__Texte d'étude__

Matt Ruff est un auteur que j’affectionne beaucoup, depuis que je l’ai découvert à mes tous débuts de novelliste amateur, autour de 2001.
Original, discret, drôle, insolent, Matt Ruff a le don d’écrire des romans intelligents, mêlant humour, horreur, fantastique, absurde et messages engagés. Découvrir Un requin sous la Lune m’a beaucoup appris sur les notions de suspension d’incrédulité et sur la logique interne d’une histoire. Rien que le pitch suffit à se faire une idée :
XXIe siècle. Vingt ans plus tôt, un mystérieux virus a frappé l’humanité, éliminant la plupart des populations noires. Seuls les rares porteurs d’un gène particulier ont survécu. Quel est le rapport entre ce massage et la construction de la plus haute tour du monde et futur siège social de Disney ? Un paumé mène l’enquête. Pendant ce temps, un requin se promène dans les égouts de New York, avec une montre multifonction dans l’estomac et un sous marin pirate rose écume les mers polluées.
Vous vous demandez comment on peut écrire un roman crédible avec des éléments aussi hétéroclites ? Eh bien lisez Un requin sous la Lune pour le savoir. Vous verrez ainsi que la suspension d’incrédulité peut être savamment étirée sans jamais se rompre, jusqu’au point où vous reposerez le livre en disant, hilare : « le salopard ! Il a osé ! »
On peut remarquer dans ce livre que Matt Ruff est un militant anti raciste dans l’âme et notamment un sincère défenseur de la communauté afro-américaine (oui, un défenseur d’origine irlandaise. On devrait tous être défenseurs actifs du droit des minorités, même quand on est roux).
Lovecraft Country (qui a donné lieu à une adaptation en série chez HBO) est également plein d’humour, sans être aussi loufoque qu’un Requin sous la lune. Il s’agit plus d’une série de nouvelles tournant autour des mêmes personnages, avec un côté pulp pas désagréable. Et comme elles s’enchaînent pour aboutir à une conclusion assez jouissive, vous pourrez le lire comme un roman.
Comme le Requin, ce livre est lui aussi un brûlot anti raciste, qui rappellera sans doute à certains Ring Shout, de P. Djeli Clark : dans l’Amérique ségrégationniste des années 50, une famille afro américaine tente de survive à la fois au racisme et aux adeptes des grands anciens. Oui, même pitch, mais à 30 ans d’intervalle ! Ce qui n’enlève rien au mérite de l’un ou de l’autre. Des romans très complémentaires et aussi érudits l’un que l’autre.
Je n’analyserai pas plus avant. Je préfère vous encourager à découvrir Matt Ruff (et par ricochet, P.Djeli Clark, que je vous présenterai peut-être dans une autre article, allez savoir, tout peut arriver dans ce bas monde).

__Consigne de tâche__
Reproduisez fidèlement le passage du texte sur Matt Ruff qui s'ouvre sur les mots contenant "Comme le Requin, ce" et se clôt sur "l’un que l’autre.". Les enregistrements n'interviennent en rien ici.

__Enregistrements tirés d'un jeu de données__
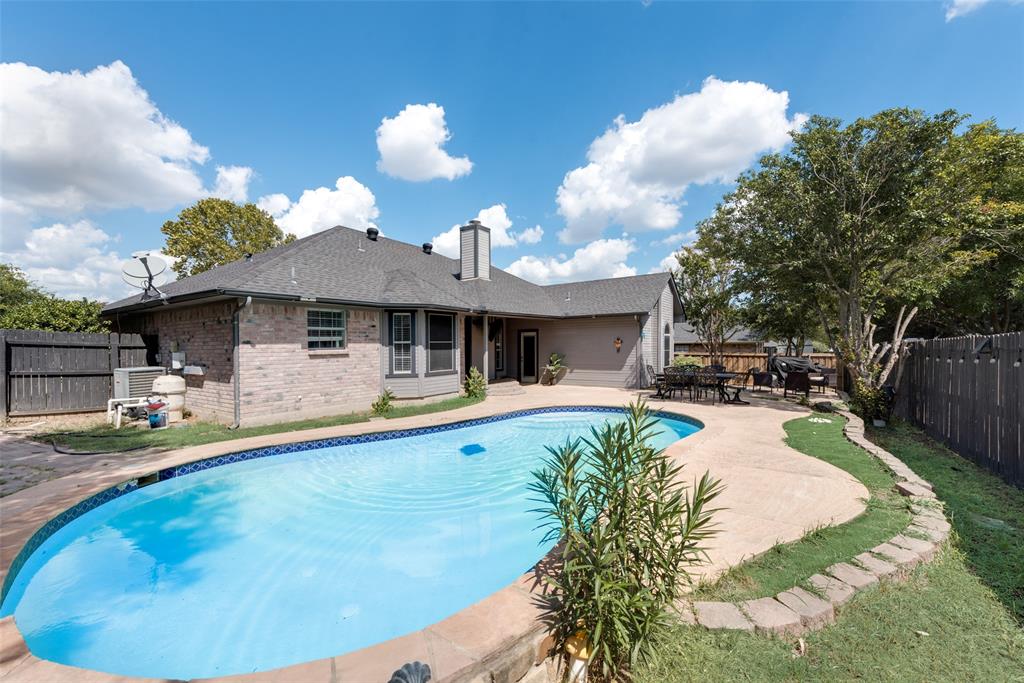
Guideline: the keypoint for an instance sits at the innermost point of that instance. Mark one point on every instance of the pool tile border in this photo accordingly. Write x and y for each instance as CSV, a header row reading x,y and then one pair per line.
x,y
165,474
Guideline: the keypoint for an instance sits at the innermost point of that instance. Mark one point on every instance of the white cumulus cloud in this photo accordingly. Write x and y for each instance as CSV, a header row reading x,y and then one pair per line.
x,y
412,143
275,204
962,7
601,258
497,218
74,260
638,171
675,240
667,264
73,141
350,204
232,183
957,8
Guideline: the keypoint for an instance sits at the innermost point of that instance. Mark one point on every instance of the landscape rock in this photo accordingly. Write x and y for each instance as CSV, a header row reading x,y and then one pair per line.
x,y
721,615
814,612
771,616
835,591
925,549
904,558
852,575
877,566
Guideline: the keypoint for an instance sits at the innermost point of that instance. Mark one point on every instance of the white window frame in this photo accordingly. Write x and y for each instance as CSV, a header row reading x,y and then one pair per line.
x,y
430,344
329,337
410,344
667,346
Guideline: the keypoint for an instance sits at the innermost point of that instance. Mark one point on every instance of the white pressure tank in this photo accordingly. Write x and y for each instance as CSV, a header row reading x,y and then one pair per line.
x,y
173,388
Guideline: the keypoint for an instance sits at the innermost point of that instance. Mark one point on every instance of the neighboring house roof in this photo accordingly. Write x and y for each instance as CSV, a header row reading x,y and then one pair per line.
x,y
342,265
683,334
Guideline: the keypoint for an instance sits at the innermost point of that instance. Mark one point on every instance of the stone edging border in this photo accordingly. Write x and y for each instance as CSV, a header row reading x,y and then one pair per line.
x,y
797,610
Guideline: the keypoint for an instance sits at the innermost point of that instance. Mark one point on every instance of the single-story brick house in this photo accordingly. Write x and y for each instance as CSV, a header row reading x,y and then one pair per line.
x,y
323,325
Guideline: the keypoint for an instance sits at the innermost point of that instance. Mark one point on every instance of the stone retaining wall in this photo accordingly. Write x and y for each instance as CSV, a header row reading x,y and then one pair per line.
x,y
797,610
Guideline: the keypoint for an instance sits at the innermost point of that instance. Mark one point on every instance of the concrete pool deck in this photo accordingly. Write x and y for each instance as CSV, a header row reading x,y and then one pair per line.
x,y
772,495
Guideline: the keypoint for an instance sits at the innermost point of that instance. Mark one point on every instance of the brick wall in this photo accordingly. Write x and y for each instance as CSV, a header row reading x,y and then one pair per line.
x,y
282,380
204,334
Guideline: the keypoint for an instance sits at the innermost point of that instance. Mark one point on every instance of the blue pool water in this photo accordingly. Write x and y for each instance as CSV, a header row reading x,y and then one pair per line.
x,y
268,562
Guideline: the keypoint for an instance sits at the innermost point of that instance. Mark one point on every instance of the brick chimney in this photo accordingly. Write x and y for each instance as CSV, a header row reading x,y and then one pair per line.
x,y
474,251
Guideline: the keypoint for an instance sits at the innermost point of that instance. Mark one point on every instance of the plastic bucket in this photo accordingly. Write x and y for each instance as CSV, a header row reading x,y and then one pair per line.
x,y
158,417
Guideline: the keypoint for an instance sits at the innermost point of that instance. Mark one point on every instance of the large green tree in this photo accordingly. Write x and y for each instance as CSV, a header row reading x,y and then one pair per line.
x,y
706,284
15,288
215,231
984,176
25,306
851,218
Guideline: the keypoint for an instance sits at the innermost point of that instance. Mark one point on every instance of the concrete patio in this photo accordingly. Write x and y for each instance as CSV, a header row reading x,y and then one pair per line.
x,y
772,495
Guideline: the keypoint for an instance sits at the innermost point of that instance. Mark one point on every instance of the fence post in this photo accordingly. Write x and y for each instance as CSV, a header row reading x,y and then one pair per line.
x,y
115,351
3,375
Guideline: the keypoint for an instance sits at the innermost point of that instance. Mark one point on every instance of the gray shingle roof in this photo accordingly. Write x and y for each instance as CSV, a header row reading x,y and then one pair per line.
x,y
343,265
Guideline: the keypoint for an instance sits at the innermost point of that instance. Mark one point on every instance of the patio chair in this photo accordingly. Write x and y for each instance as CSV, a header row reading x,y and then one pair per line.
x,y
825,379
663,388
705,381
761,379
797,382
736,385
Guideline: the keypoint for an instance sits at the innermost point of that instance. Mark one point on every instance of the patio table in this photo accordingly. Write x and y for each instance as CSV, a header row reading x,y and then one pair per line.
x,y
722,380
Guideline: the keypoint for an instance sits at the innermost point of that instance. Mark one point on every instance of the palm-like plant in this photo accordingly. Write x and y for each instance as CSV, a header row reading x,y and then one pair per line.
x,y
628,529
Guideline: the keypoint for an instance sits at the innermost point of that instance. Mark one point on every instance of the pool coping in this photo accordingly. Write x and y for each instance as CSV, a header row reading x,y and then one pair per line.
x,y
467,644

__Zone de réponse__
Comme le Requin, ce livre est lui aussi un brûlot anti raciste, qui rappellera sans doute à certains Ring Shout, de P. Djeli Clark : dans l’Amérique ségrégationniste des années 50, une famille afro américaine tente de survive à la fois au racisme et aux adeptes des grands anciens. Oui, même pitch, mais à 30 ans d’intervalle ! Ce qui n’enlève rien au mérite de l’un ou de l’autre. Des romans très complémentaires et aussi érudits l’un que l’autre.